__Goal__. Can you write out the listing below word for word, keeping every line as it appears?

[Dataset excerpts on object pointing]
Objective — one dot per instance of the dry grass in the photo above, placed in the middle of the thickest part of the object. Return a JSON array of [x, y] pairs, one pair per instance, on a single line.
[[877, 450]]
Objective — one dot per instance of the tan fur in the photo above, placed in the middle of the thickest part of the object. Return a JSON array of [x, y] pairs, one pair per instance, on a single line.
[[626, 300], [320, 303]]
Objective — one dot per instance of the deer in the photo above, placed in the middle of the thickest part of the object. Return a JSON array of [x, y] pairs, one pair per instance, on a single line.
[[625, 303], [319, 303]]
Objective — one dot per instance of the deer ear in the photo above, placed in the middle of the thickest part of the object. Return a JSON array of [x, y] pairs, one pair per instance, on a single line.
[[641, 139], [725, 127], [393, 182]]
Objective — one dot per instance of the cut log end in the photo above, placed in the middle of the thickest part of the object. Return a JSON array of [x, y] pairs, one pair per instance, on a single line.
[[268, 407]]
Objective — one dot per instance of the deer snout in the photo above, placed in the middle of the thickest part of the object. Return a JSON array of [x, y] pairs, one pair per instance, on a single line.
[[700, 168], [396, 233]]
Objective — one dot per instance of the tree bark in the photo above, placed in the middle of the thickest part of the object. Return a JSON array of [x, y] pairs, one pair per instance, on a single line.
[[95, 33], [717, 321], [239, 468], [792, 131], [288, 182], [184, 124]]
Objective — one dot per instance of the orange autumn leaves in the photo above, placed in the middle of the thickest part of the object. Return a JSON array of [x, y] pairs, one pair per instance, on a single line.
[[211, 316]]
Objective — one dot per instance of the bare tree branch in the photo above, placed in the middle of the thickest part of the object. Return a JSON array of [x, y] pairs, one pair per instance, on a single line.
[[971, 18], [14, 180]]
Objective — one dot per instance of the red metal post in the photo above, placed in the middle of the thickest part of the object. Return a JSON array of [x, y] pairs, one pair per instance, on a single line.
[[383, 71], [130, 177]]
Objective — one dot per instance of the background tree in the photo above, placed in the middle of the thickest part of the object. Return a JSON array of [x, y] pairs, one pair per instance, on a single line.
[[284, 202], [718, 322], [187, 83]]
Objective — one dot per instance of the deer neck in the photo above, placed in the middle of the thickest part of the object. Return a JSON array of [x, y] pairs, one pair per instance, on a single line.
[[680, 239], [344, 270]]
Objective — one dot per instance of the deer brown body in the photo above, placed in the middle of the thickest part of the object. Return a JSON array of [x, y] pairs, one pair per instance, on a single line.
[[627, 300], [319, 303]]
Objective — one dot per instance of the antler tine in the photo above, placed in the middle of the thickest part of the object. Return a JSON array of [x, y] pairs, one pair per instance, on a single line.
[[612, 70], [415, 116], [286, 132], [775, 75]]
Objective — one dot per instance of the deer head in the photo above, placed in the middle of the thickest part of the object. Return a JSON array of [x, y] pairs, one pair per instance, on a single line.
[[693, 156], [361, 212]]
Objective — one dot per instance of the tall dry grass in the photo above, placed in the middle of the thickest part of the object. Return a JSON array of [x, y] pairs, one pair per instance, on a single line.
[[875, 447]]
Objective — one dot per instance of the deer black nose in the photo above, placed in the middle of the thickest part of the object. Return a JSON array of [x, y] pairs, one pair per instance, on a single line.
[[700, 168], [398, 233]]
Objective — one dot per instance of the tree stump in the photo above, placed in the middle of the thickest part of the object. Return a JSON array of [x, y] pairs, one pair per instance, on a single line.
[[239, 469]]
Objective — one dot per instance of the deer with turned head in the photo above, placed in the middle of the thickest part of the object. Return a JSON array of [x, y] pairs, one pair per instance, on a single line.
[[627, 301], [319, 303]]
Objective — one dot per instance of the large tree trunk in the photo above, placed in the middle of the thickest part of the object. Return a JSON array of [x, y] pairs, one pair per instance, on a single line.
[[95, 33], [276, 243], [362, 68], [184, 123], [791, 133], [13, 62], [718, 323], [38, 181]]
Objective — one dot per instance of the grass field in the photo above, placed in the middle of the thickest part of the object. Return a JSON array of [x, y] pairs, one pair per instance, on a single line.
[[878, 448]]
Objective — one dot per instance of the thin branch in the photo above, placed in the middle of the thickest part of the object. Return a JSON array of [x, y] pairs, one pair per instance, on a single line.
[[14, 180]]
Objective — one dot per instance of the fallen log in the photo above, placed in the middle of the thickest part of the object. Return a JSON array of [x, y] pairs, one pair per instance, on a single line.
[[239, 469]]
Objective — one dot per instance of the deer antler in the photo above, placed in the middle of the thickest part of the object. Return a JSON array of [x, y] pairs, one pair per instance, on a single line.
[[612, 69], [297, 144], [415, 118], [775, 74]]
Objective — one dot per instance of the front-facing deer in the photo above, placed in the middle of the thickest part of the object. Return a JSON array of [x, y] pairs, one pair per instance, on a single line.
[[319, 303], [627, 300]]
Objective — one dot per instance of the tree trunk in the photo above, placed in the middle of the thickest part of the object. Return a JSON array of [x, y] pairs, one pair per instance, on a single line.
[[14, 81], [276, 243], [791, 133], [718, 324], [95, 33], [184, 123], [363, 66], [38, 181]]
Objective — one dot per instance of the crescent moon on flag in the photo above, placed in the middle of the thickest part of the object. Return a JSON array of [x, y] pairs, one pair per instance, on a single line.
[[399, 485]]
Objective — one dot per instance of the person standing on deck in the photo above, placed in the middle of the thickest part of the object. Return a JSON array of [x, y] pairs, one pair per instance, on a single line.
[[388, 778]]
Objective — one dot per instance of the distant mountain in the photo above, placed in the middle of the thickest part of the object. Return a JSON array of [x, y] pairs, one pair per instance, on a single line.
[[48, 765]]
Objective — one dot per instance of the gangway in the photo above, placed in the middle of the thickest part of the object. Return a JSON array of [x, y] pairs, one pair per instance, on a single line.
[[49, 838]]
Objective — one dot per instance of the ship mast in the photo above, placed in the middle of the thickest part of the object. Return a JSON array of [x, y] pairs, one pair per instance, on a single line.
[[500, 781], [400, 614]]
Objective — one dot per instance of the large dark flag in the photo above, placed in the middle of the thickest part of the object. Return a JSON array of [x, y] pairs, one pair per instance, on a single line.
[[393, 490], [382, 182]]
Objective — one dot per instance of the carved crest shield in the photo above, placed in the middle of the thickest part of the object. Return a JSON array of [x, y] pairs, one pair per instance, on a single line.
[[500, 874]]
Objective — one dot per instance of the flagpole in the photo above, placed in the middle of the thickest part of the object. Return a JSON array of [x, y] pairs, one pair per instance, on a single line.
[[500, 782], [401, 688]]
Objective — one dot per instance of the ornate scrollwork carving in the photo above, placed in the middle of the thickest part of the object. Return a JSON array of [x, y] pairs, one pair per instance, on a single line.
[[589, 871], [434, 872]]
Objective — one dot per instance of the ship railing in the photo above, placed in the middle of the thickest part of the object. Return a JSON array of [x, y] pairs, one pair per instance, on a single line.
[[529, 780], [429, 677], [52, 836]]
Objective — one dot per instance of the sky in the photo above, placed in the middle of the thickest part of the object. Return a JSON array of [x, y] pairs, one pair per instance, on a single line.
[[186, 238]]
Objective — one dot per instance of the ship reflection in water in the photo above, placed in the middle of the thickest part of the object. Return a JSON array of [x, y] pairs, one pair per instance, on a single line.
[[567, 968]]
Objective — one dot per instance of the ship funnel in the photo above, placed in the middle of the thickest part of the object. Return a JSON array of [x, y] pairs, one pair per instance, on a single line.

__Result for this task__.
Objective — one dot per instance of the dry grass in the photo above, placed in the middle of the thickest part of the object. Return a JSON array of [x, y] pairs, one pair per instance, on a single line.
[[877, 450]]
Objective — one dot per instance of the tan fur in the photo above, placed in the middle of the thickest part of the object. Return a JSON array of [x, y] pairs, one pair per instance, on a single line.
[[626, 300], [320, 303]]
Objective — one dot per instance of the deer in the photo above, placed in the middle of the thickest part of the object. Return a JSON array of [x, y] pairs, one pair per instance, on a single line.
[[625, 303], [319, 303]]
Objective — one dot per instance of the deer ear in the photo above, placed in the middle of the thickest part of the object. Return a JSON array of [x, y] pairs, one pair per instance, on a single line.
[[641, 139], [725, 127], [393, 182]]
Objective — one dot per instance of the cut log end in the photo above, placed in the middle of the thickest part of the object. Return a JSON array of [x, y] pairs, one pair per instance, on a single line.
[[268, 407]]
Objective — one dot per instance of the deer snout in the photo above, placed in the middle of the thickest part of the object. Return a JSON array of [x, y] pairs, one pair per instance, on a single line.
[[700, 168], [396, 233]]
Objective — one dot per instance of the tree bark in the photo above, placed in the middle of the thickest part of the object. Return a JSON array of [x, y] pairs, one pair per instance, on a single line.
[[95, 33], [717, 321], [239, 468], [792, 131], [288, 182], [184, 124]]
Objective — one dot per instance of the orange autumn leaves in the photo above, placed in the middle of the thickest part of the object. Return a JSON array of [x, y] pairs, one pair per instance, on a single line.
[[211, 316]]
Objective — one dot per instance of the bare tree branch in the photo above, placed in the middle of the thickest part of the object. Return a JSON array of [x, y] pairs, one pair per instance, on a single line.
[[971, 18], [14, 180]]
Objective — one dot per instance of the red metal post in the photo above, placed in the middle of the thickest part of the object. Return a JSON array of [x, y] pairs, one pair per instance, on a single line.
[[383, 71], [130, 177]]
Objective — one dot per instance of the background tree in the photo above, placed in the middle of the thickest part of the object. Return a JSON array of [x, y] pairs, one pair per instance, on a single line.
[[284, 202], [718, 322], [187, 83]]
Objective — one dot per instance of the deer neck in the photo above, placed in the middle of the thickest part of the object. Return a JSON array of [x, y] pairs, one pair per instance, on a single line.
[[680, 239], [344, 270]]
Objective — one dot per instance of the deer brown body in the photo above, placed in the middle of the thickest part of the object. Return a JSON array of [x, y] pairs, one pair per instance, on a single line.
[[627, 300], [319, 303]]
Objective — one dot per instance of the antler tine in the photo above, placed in the middle of the thickest part of the object. Return a JSON array of [x, y] pairs, one pair per instance, on a single line.
[[612, 70], [415, 116], [286, 132], [775, 75]]
Objective — one dot per instance of the deer head in the photo above, placed in the middle of the thickest part of the object. Return a JSON array of [x, y] pairs, one pair per instance, on a single line.
[[693, 156], [361, 212]]
Objective — one dot per instance of the tall dry grass in the photo above, placed in the middle of the thickest part of the object. Return a JSON array of [x, y] pairs, one pair per instance, on a single line.
[[875, 447]]
Objective — one dot per instance of the deer black nose in the photo above, placed in the middle of the thickest part of the object. Return a JSON array of [x, y] pairs, one pair per instance, on a single line.
[[700, 168], [398, 233]]
Objective — one dot per instance of the tree stump in the photo above, placed in the middle of the thickest part of the object. Return a JSON array of [x, y] pairs, one pair per instance, on a single line.
[[239, 469]]
Objective — one dot per instance of the deer with turned head in the photo above, placed in the middle of the thickest part of the object. Return a JSON array of [x, y] pairs, one pair per instance, on a single line.
[[627, 301], [319, 303]]
Objective — one dot per instance of the large tree trunk in the photo above, placed in the middle of the thickest part of the object. Return a JSON array of [x, y] pairs, one pair per instance, on a single line.
[[95, 33], [276, 243], [362, 68], [184, 123], [791, 133], [13, 62], [718, 323], [38, 181]]
Objective — one dot per instance of the grass field in the photo above, placed in the middle of the thickest part of the object. Return a JSON array of [x, y] pairs, one pair per instance, on a single line.
[[878, 448]]
Objective — one dot per instance of the thin branch in the photo above, placed in the middle of the thickest part of the object. Return a JSON array of [x, y] pairs, one pair per instance, on a single line.
[[14, 180]]
Objective — one dot per instance of the fallen log in the photo above, placed in the middle of the thickest part of the object. Return a JSON array of [x, y] pairs, one pair per instance, on a single line.
[[239, 469]]
Objective — one dot per instance of the deer antler in the photo above, placed in the middle of the thickest part of the object. Return a JSON array of [x, y] pairs, one pair per instance, on a single line.
[[612, 69], [297, 144], [415, 118], [775, 74]]
Objective — one dot per instance of the front-facing deer in the photo above, placed in the middle of the thickest part of the object. Return a JSON array of [x, y] pairs, one pair per instance, on a single line.
[[319, 303], [627, 300]]
Objective — one dot per instance of the tree trunk in the photo above, placed in the middle of the thickest part of the object. Return a JSON array of [x, y] pairs, one pair per instance, on a single line.
[[14, 81], [276, 243], [791, 133], [718, 324], [95, 33], [184, 123], [363, 66], [38, 181]]
Objective — one dot per instance of the crescent moon on flag in the photo above, placed in the middle of the thickest part of the object. Return a JSON array of [x, y] pairs, one pair per instance, on a single line.
[[399, 485]]
Objective — one dot per instance of the person standing on deck in the photo above, placed in the middle of the thickest part of the object. Return a JSON array of [x, y] pairs, one pair per instance, on a single line.
[[388, 778]]
Objective — one dot per instance of the distant mountain in the photo above, placed in the middle of the thickest part of the object. Return a JSON array of [x, y] pairs, one pair per instance, on a single line.
[[48, 765]]
Objective — one dot per instance of the gangway in the photo above, placed in the middle of the thickest part of the object. Return a JSON array of [x, y] pairs, one pair per instance, on a single line.
[[49, 838]]
Objective — one dot per instance of the ship mast in the photo above, placed in the middle of the thickest part of the object. Return a JSON array of [x, y] pairs, one pair per instance, on a single line.
[[500, 781], [400, 614]]
Objective — one dot per instance of the large dark flag in the photo above, placed in the middle of the thickest part of the object. Return a JSON array of [x, y] pairs, one pair per instance, on a single line.
[[393, 490], [382, 182]]
Objective — one dot per instance of the carved crest shield in the photo above, placed in the middle of the thickest part of the object. Return a JSON array of [x, y] pairs, one pair per instance, on a single line.
[[500, 874]]
Objective — one dot per instance of the flagpole in the photo above, placed in the middle of the thickest part of the object. Return a JSON array of [x, y] pairs, one pair per instance, on a single line.
[[500, 782], [401, 688]]
Objective — one dot per instance of the ornate scrollwork carving in the photo above, placed in the middle of the thickest part of the object. Return a JSON array of [x, y] pairs, one pair per instance, on a single line.
[[589, 871], [434, 872]]
Objective — one dot per instance of the ship railing in the photo above, placed in the middle of the thickest part of the object. Return a JSON array of [x, y] pairs, one pair per instance, on a single line.
[[529, 780], [429, 677], [52, 836]]
Objective — one dot per instance of the sky in the photo above, placed in the middle of the thickest part of the object. Return a JSON array of [x, y] pairs, one pair per instance, on a single line.
[[186, 238]]
Objective — one dot per instance of the ship reflection in water in the photo above, placed in the middle of the thickest part of the object. Return a JSON array of [x, y] pairs, one pair per instance, on a single line.
[[567, 968]]
Objective — one dot per instance of the ship funnel in the photo above, placed in the middle of the thickest part of the object. Return a JSON array of [x, y] pairs, one pair per instance, on a single line.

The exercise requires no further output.